+++ MATERIALS PROVIDED
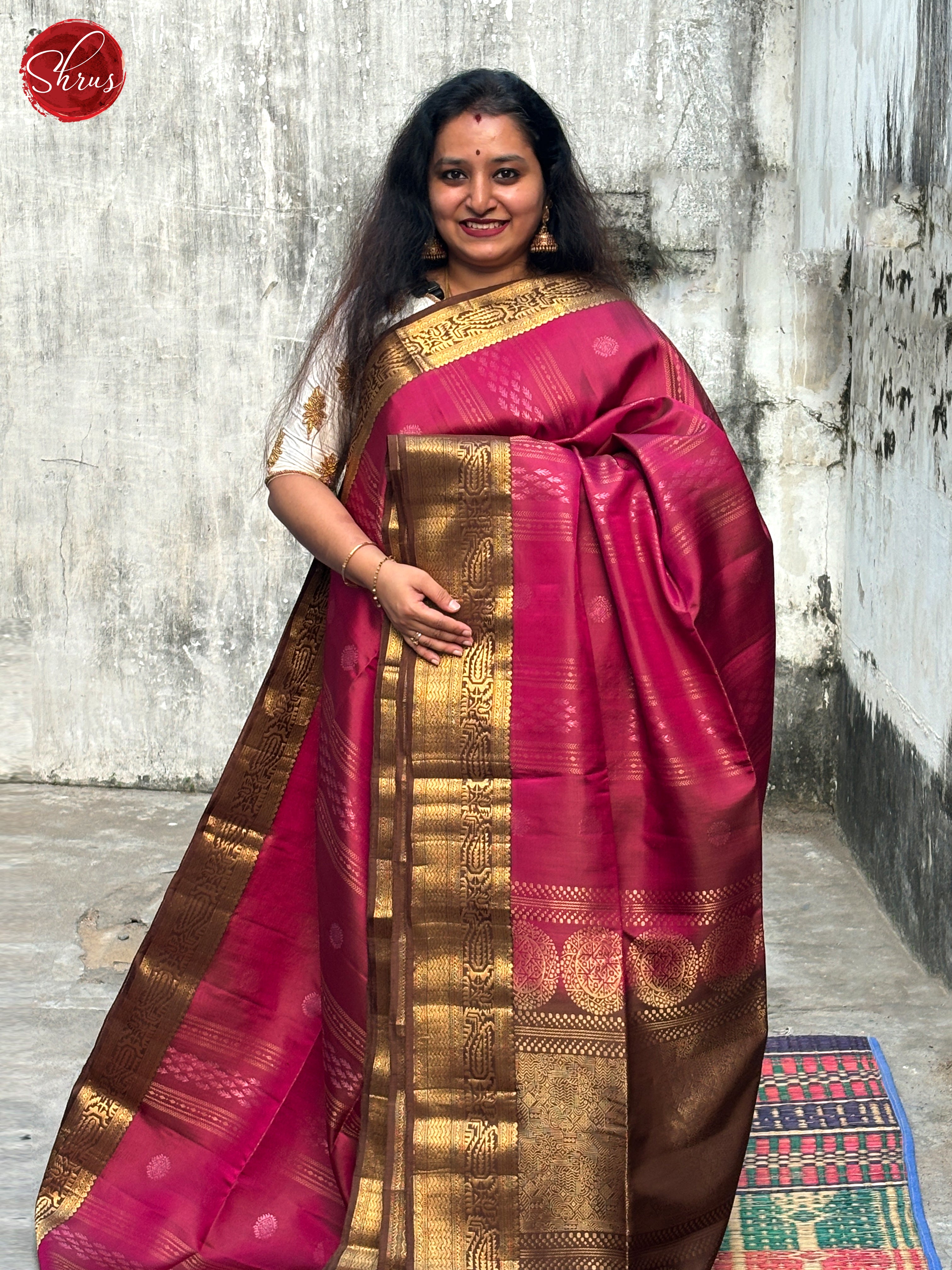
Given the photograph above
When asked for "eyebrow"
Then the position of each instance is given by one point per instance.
++++++
+++ MATERIALS PROVIDED
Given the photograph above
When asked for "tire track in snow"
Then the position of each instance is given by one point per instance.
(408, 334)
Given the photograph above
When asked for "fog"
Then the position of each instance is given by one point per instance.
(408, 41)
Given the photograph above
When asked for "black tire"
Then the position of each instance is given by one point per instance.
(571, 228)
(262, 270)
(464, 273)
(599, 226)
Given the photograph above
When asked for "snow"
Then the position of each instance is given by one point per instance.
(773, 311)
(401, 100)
++++++
+++ MATERIALS PROVIDED
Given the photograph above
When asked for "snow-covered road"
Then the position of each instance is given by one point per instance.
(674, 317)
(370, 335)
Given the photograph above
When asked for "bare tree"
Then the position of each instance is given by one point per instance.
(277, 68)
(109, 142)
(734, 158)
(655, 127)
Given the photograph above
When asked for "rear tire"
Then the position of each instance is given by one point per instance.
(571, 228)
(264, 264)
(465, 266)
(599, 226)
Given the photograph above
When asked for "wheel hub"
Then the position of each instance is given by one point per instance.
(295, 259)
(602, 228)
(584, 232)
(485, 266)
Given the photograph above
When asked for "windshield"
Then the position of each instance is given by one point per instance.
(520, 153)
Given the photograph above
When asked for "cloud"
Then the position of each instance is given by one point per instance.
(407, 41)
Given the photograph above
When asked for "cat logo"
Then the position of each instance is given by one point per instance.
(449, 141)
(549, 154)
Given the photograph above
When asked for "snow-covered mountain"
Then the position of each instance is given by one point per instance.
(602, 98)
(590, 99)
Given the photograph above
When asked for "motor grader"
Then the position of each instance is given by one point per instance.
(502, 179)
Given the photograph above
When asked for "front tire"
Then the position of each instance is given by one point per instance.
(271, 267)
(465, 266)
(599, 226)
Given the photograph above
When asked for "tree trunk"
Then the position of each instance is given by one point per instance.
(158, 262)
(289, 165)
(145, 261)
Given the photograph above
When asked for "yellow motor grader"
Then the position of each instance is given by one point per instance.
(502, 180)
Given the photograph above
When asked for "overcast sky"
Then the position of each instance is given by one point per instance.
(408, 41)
++++++
Report each line in the records above that contains the word "motor", copying every such line in full.

• [OUTPUT FOR THIS EXERCISE]:
When asked for "motor grader"
When asked for "yellow motor grader"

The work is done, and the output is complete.